DATA TO EXAMINE: Begin
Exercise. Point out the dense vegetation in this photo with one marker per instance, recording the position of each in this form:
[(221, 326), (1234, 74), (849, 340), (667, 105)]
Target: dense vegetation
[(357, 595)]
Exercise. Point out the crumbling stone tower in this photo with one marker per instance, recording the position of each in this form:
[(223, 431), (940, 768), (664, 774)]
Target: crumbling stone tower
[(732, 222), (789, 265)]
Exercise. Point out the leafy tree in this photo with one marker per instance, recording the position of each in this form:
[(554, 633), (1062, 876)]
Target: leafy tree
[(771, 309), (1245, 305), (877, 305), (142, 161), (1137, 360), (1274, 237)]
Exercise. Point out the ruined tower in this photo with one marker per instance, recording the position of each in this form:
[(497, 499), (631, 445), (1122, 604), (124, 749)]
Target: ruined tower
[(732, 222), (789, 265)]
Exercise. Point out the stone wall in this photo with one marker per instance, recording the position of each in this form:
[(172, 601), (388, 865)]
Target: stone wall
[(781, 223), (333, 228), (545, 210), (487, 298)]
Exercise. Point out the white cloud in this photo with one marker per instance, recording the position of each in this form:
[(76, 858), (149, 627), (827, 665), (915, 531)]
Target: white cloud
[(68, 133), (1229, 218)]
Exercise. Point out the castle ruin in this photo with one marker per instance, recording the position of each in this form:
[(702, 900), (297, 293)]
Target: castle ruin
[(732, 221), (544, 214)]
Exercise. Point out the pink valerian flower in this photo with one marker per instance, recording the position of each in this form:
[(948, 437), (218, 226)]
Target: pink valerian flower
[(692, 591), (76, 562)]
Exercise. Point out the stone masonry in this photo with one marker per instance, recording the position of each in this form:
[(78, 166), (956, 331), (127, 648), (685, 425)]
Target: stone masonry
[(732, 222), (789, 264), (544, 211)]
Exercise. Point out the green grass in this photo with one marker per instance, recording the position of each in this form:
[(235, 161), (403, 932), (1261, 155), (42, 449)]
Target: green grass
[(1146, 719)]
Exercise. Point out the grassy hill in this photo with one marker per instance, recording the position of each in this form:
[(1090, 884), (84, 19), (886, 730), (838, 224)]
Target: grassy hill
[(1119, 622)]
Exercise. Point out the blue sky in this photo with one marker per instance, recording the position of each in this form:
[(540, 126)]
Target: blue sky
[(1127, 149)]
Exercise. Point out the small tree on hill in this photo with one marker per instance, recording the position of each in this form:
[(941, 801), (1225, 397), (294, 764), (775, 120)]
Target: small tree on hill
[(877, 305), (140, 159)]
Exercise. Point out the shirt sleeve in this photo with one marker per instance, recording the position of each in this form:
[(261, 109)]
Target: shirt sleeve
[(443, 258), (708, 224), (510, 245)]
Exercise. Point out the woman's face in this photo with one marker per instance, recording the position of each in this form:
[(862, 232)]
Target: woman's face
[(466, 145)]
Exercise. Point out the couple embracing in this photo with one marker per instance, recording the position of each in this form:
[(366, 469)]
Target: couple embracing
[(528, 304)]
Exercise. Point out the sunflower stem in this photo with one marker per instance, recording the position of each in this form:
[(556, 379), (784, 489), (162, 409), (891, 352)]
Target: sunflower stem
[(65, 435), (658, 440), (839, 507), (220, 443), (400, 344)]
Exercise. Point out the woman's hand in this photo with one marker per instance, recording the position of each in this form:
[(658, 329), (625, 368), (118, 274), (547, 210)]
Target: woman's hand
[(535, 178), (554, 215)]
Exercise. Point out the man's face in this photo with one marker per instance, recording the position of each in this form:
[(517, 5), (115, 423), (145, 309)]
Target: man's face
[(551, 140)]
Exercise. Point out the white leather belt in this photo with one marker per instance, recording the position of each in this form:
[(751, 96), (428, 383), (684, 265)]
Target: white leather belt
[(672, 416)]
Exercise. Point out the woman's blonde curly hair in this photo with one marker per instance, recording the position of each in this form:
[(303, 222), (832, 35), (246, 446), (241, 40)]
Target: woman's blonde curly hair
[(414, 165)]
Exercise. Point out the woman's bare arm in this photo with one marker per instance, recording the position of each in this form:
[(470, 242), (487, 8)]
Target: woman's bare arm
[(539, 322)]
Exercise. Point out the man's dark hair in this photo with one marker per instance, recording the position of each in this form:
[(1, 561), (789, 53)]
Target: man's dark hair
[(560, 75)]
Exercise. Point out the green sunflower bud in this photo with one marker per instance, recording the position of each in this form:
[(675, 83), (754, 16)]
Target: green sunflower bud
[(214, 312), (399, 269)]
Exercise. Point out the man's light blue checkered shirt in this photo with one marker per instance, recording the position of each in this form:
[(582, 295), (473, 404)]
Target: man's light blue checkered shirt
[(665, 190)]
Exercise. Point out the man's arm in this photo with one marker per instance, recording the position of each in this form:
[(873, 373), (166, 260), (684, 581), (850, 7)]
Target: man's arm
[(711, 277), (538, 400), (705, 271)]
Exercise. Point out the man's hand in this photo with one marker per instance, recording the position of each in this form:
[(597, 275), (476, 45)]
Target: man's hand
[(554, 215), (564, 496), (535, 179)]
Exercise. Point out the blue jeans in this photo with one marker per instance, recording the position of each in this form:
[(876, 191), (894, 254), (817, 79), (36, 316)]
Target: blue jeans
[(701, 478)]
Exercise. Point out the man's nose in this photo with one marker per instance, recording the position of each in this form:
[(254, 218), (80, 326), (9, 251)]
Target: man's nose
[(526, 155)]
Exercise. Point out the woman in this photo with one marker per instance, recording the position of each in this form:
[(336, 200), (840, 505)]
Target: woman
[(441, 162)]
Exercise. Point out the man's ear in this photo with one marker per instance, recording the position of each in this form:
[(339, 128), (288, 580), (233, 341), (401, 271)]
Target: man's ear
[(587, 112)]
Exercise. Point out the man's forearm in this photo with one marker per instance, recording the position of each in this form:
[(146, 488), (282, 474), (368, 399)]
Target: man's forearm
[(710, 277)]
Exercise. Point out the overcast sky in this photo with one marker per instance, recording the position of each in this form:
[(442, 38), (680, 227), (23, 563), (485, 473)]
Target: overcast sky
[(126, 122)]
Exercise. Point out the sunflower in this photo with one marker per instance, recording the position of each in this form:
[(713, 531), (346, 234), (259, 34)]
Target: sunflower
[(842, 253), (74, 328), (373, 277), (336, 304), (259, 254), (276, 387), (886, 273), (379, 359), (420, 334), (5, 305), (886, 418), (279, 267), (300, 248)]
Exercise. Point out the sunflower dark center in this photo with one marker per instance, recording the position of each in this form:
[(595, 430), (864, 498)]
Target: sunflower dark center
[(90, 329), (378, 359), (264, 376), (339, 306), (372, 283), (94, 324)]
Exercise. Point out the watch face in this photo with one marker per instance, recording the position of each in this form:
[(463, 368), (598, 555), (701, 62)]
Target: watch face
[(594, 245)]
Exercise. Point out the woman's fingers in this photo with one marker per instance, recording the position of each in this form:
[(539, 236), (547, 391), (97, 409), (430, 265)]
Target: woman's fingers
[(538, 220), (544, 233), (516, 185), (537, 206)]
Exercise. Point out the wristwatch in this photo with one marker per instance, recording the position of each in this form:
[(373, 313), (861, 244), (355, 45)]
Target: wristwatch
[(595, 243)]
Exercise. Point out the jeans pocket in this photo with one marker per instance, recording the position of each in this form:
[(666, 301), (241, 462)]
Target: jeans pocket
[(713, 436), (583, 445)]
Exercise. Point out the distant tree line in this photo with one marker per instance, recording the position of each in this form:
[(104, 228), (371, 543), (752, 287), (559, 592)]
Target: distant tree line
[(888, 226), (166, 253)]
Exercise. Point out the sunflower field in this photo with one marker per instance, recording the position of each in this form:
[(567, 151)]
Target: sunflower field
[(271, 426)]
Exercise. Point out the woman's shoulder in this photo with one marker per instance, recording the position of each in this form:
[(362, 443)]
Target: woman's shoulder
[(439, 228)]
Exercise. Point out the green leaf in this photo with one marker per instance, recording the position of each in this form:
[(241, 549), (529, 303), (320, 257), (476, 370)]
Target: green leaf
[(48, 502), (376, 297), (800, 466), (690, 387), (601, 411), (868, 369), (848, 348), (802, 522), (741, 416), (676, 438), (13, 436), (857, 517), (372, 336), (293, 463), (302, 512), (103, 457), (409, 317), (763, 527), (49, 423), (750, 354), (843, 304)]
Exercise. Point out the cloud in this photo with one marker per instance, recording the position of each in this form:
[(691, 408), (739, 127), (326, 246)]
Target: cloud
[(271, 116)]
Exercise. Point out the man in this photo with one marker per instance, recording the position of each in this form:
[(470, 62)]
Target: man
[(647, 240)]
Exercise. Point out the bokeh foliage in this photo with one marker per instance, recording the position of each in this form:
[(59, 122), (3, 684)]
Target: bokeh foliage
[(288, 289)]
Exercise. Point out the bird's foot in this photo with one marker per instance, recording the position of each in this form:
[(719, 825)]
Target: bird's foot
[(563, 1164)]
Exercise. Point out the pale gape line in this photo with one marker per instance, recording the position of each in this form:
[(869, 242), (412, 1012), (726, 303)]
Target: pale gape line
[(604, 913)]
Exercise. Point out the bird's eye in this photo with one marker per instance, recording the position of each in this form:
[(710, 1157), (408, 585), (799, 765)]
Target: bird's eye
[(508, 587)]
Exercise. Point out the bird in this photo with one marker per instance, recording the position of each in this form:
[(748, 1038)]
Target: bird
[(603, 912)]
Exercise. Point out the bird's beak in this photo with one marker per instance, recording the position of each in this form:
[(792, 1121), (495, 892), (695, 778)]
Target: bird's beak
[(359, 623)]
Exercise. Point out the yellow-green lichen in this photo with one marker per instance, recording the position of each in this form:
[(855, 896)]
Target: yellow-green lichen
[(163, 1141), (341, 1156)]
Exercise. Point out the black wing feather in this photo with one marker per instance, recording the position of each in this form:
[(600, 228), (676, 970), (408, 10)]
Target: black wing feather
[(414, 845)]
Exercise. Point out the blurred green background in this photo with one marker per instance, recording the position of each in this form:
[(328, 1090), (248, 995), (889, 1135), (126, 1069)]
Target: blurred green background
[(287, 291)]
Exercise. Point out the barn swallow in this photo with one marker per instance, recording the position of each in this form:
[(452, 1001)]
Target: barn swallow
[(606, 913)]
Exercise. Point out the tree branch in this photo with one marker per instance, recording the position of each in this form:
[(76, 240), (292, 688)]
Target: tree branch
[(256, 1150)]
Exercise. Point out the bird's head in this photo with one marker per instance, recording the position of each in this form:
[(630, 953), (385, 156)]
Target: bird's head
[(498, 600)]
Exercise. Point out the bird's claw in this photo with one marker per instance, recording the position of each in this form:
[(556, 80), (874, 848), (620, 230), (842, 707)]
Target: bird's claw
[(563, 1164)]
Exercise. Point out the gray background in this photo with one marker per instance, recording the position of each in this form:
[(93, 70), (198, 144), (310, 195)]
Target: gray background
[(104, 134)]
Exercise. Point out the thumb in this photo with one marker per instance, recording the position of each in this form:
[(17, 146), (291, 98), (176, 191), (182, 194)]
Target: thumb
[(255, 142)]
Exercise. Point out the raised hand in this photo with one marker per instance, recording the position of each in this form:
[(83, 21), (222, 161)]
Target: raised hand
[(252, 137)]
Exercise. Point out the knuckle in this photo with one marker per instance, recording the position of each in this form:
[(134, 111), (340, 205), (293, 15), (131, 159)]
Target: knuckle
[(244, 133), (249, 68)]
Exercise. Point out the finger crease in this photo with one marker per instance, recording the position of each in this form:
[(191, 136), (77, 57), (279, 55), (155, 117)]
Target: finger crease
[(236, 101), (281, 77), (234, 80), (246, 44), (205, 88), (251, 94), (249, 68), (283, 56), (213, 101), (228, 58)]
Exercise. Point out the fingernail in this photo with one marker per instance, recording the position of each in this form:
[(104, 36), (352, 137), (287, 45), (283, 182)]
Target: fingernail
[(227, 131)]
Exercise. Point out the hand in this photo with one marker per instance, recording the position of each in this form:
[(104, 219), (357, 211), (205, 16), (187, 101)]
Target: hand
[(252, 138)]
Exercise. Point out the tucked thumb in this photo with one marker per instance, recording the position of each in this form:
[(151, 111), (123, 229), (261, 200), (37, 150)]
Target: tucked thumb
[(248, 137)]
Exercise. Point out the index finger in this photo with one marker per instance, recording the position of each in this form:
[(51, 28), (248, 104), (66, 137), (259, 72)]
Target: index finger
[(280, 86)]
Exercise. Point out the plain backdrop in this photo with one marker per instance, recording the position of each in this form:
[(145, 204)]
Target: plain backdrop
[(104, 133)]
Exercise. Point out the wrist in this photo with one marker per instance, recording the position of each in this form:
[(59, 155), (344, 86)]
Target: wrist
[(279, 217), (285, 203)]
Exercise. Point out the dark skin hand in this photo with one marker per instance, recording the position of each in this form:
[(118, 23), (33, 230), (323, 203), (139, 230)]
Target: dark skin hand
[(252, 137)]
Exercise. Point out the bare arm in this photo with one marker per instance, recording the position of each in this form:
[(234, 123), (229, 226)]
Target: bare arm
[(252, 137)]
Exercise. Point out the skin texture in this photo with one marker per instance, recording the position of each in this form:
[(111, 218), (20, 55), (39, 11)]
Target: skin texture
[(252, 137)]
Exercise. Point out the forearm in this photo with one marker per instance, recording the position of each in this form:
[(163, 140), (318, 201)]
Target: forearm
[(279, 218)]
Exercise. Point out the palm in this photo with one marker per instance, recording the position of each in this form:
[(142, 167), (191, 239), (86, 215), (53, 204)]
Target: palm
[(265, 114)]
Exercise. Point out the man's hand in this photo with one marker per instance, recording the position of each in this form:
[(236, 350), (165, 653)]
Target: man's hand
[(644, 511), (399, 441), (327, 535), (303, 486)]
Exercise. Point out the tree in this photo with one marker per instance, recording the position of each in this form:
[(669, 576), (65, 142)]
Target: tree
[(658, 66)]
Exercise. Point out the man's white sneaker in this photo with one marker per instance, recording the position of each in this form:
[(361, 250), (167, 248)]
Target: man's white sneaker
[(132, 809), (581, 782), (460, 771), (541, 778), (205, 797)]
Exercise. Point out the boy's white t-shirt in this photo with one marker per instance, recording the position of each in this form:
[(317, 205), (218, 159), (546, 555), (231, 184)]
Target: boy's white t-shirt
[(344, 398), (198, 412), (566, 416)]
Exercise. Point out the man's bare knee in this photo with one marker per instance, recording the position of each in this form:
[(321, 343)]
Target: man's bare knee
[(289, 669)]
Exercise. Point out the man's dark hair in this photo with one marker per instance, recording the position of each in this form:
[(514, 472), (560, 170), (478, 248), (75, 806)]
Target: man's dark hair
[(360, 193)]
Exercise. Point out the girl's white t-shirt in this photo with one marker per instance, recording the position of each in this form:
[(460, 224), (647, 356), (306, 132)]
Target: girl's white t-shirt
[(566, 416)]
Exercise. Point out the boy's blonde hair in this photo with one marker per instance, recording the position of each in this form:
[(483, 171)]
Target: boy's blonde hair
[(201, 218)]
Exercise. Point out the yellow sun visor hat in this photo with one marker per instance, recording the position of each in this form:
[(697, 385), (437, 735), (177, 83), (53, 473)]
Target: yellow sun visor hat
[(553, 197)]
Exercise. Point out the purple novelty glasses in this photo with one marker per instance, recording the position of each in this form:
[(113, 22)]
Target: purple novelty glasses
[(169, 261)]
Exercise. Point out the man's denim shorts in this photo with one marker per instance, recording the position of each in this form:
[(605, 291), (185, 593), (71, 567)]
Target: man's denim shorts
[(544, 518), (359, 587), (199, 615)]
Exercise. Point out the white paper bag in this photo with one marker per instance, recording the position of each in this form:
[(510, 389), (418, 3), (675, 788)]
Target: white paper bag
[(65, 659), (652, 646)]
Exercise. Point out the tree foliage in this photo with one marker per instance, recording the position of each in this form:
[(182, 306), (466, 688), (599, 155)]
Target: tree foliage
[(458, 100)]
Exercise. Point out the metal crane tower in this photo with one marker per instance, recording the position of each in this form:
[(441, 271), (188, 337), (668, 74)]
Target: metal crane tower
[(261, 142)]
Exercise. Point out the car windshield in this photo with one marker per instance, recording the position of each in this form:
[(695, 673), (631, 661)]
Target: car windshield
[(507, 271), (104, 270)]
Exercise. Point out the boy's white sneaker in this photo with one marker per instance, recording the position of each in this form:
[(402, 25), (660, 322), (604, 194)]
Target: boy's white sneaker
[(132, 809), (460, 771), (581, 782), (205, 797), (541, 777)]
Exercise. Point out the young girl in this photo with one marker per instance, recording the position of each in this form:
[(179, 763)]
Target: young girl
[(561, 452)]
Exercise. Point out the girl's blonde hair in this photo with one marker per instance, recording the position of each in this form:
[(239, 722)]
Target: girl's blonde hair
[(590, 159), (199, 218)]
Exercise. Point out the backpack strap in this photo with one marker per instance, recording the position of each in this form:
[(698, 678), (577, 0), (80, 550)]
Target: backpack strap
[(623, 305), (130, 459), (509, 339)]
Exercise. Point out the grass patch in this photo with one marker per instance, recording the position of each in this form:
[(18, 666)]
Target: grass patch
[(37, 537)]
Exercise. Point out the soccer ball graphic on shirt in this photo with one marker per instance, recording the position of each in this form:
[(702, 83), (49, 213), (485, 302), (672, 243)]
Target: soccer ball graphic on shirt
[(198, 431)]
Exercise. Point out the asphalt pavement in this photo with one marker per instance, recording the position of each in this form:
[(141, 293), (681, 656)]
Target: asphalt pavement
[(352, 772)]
DATA TO EXAMINE: End
### DESCRIPTION OF THE TASK
Take the line that contains "Target: grass patch" and every line after it to the end of the entries above, and reproduce them exactly.

### RESPONSE TO THE EXERCISE
Target: grass patch
[(37, 537)]
Exercise. Point out the soccer ball graphic on shirt in this photo with one marker per instance, recording the position of each in this form:
[(702, 83), (49, 213), (485, 302), (672, 243)]
Target: soccer ball graphic on shirt
[(198, 431)]
Exercise. Point out the asphalt pavement in this photo with one marker per instance, recording the position of each in this form:
[(141, 293), (681, 656)]
Target: asphalt pavement
[(352, 772)]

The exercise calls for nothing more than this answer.